**Text block:**
○ ○ ○ ○
A Family Story
Novelist and playwright Roger Rosenblatt is an English professor at Stony Brook University and an award-winning journalist with PBS's The NewsHour with Jim Lehrer. He based this memoir on an essay published in the New Yorker in 2008.
The Topic: After the unexpected death of his daughter, 38-year-old pediatrician Amy Rosenblatt Solomon, on December 8, 2007, Roger Rosenblatt and his wife Ginny leave their Long Island home and move in with their son-in-law and grandchildren in Bethesda, Maryland. Ginny slips easily into the vacant-mother role, taking care of six-year-old Jessica, four-year-old Sammy, and one-year-old James, but Roger--"Boppo" to the children--has a more difficult time making himself useful. He finally claims the breakfast ritual, pouring cereal and making toast, and he plays the clown, amusing the children with jokes and silly songs. As this impromptu family struggles to come to terms with its loss, its members--adults and children alike--slowly learn to support each other.
○ ○ ○ ○
[Dataset entries]
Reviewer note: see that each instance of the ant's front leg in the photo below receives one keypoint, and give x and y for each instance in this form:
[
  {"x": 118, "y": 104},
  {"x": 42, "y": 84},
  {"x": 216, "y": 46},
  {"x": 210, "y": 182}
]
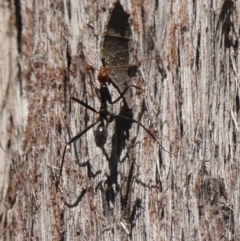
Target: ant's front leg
[
  {"x": 124, "y": 92},
  {"x": 81, "y": 103}
]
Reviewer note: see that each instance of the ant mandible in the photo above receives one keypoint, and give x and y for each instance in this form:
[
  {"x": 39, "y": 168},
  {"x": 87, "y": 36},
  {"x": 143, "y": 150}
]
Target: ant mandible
[{"x": 105, "y": 117}]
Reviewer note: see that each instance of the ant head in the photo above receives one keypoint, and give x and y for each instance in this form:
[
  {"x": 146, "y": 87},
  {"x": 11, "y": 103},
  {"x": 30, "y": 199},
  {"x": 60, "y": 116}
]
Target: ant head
[
  {"x": 100, "y": 134},
  {"x": 104, "y": 62}
]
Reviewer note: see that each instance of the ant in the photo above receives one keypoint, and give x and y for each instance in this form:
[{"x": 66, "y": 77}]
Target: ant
[{"x": 105, "y": 117}]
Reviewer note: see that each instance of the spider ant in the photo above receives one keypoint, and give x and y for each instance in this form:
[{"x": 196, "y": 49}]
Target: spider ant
[{"x": 105, "y": 117}]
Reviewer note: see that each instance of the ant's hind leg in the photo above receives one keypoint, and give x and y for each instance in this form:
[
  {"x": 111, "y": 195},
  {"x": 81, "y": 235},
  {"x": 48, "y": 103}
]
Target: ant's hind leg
[
  {"x": 137, "y": 122},
  {"x": 71, "y": 141}
]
○ ○ ○ ○
**Work task:**
Answer these questions about the memoir summary:
(a) In what publication, and in what year, did the essay behind the memoir appear?
(b) How old was James?
(c) Which household task did Roger finally claim?

**Result of this task:**
(a) The New Yorker, in 2008.
(b) One year old.
(c) The breakfast ritual: pouring cereal and making toast.